PROMPT: Identify the line in which "I would be grateful if you could tag the church" appears, then reproduce that line and all remaining lines of the records word for word.

EXTRACTED DATA:
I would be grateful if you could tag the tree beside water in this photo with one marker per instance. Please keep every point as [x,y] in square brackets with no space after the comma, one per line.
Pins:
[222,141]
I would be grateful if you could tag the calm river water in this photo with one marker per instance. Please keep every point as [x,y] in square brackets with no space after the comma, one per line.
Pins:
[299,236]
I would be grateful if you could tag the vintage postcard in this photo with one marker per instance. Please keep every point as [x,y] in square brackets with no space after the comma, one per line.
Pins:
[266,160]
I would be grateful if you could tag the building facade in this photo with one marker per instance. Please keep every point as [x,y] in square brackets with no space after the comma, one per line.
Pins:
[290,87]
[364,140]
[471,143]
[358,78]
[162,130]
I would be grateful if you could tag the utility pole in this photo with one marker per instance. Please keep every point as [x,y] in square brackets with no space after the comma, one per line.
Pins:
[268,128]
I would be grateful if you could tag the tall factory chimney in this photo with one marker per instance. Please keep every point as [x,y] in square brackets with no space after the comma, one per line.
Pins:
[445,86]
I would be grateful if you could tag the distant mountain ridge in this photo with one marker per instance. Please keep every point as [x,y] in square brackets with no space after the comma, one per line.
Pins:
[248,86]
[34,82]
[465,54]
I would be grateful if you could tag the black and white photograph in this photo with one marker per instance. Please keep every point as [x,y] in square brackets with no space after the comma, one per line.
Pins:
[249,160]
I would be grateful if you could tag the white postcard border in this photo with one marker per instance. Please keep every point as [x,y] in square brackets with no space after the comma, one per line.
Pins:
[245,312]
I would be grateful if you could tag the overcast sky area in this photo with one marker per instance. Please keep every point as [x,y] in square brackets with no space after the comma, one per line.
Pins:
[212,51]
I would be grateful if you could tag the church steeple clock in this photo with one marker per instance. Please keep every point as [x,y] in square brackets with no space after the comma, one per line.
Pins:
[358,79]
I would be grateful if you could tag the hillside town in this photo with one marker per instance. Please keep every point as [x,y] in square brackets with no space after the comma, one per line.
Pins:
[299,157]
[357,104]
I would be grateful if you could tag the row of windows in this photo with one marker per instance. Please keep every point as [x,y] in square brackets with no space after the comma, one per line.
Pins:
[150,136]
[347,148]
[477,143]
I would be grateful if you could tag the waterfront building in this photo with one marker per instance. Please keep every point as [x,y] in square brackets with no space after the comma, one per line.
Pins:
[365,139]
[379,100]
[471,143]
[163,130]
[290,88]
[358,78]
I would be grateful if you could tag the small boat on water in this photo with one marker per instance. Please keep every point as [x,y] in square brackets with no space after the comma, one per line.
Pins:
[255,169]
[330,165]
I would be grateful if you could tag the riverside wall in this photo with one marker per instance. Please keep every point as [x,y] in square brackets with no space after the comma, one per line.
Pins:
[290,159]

RESULT FOR THIS EXERCISE:
I would be grateful if you could tag the church steeple clock in this photo with one marker per instance. Please keep every point as [x,y] in square brackets with no space after the comma, one per line.
Pins:
[358,79]
I would be grateful if you could tag the hillside town in this photo with one marker per instance. Please keep every point as [x,y] in square brackets with no space after the comma, one per line.
Pins:
[299,157]
[357,104]
I would be grateful if you could tag the row of windows in this photo with one marker per instance. Please keep every point as [x,y] in square brackets with no space after the comma, one per line.
Pins:
[150,136]
[347,148]
[477,143]
I would be grateful if you could tag the waterfront building in this photo with one marker per instance. Please keep every point as [x,y] in square brackets with no space after the comma, one per line.
Pins:
[365,139]
[379,100]
[471,143]
[163,130]
[290,88]
[358,78]
I would be grateful if you could tag the small boat on water in this photo with one marker per instance. Please keep every point as [x,y] in square brackets with no space after the comma, one per line.
Pins:
[255,169]
[330,165]
I would be grateful if you could tag the riverside wall in this photo with one marker per instance. Please keep every point as [x,y] in square brackets with no space after the comma, one per line.
Pins:
[290,159]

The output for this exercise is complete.